§ Text to read
┌────────
# Car advice!



## veifera (Apr 25, 2012)

Hi everyone: I hit my first major problem. Really need advice! My puppy is unable to settle in the car. 

About the car. I drive a sedan. We're getting a second car soon but not just yet. But I'm in panic NOW that I'm going to ruin the socialization period and screw up my wonderful dog. 

We use a harness that clips to the seat belt in the back. The puppy has learned to settle when the car isn't moving. However, she screams her head off once the car starts to drive. Normally, I would just keep on driving (like with crate training), but she managed to slip out of the harness _twice_. Ended up crawling and screaming all over the car. 

I bought a new harness, with straps that don't give so easy. She wasn't able to get out of that one. We went around the block again but it's not getting better at all. 

Now, she keeps pulling and trying to slip out of it, and screams. The screaming is much worse than during crate training. Piercing scream, like in a movie where a little girl sees a monster and goes nuts.

Then I put her in a PetSmart contraption that looks like a seat that rests on top of a cushion. It elevates the puppy higher and she can look out of three windows without having to stand on her back feet. Went around the block again. Prayed to every single God. No difference. 

I'm kind of in panic now. I want to take her to an open field that I've found to let her loose and play hunt. I'd like to take her to the shopping center and to the train station and to walk in a street with more people. To walk near a school with screaming kids. I'd like to visit a hunt trainer.
└────────
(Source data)
┌────────
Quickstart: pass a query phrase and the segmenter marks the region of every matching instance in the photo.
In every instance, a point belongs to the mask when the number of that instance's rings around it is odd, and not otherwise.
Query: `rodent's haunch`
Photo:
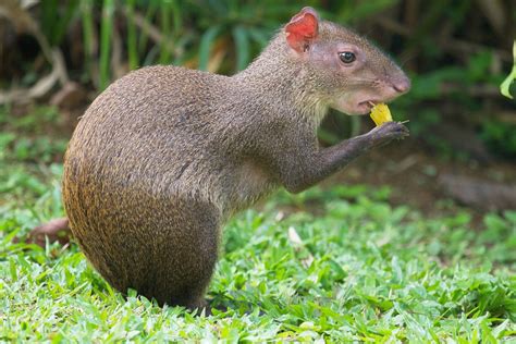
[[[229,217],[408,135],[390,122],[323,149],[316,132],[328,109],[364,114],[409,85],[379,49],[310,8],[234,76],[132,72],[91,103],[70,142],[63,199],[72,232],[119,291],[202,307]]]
└────────
┌────────
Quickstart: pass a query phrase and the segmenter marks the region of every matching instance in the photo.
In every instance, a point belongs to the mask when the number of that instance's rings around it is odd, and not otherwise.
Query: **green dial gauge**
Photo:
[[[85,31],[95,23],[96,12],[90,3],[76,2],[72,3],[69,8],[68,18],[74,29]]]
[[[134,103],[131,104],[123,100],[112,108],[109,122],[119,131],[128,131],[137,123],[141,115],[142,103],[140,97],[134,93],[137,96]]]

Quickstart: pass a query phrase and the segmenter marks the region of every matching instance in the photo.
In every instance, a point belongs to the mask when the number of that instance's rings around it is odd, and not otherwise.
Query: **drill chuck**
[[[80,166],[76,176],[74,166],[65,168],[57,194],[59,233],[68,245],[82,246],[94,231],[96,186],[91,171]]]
└────────
§ Problems to work on
a - Rewrite the paragraph of the car advice post that begins "We use a harness that clips" as a short bulleted list, keeping its main facts.
b - List every place or person the writer of the car advice post would like to take the puppy to.
c - Sum up the car advice post in two sentences.

§ Complete answers
a -
- The puppy wears a harness clipped to the back seat belt.
- She has learned to settle while the car is standing still.
- She screams as soon as the car starts moving.
- The writer would normally keep driving, as with crate training.
- She slipped out of the harness twice, then crawled and screamed all over the car.

b -
- An open field, to let her loose and play hunt
- The shopping center
- The train station
- A street with more people
- Near a school with screaming kids
- A hunt trainer

c - The writer's puppy settles in a parked sedan but screams and fights to get free once the car moves, and a new harness and an elevated PetSmart seat made no difference on trips around the block. The writer is in a panic about spoiling her socialization period, since they want to take her to places like an open field, the shopping center, the train station and a hunt trainer.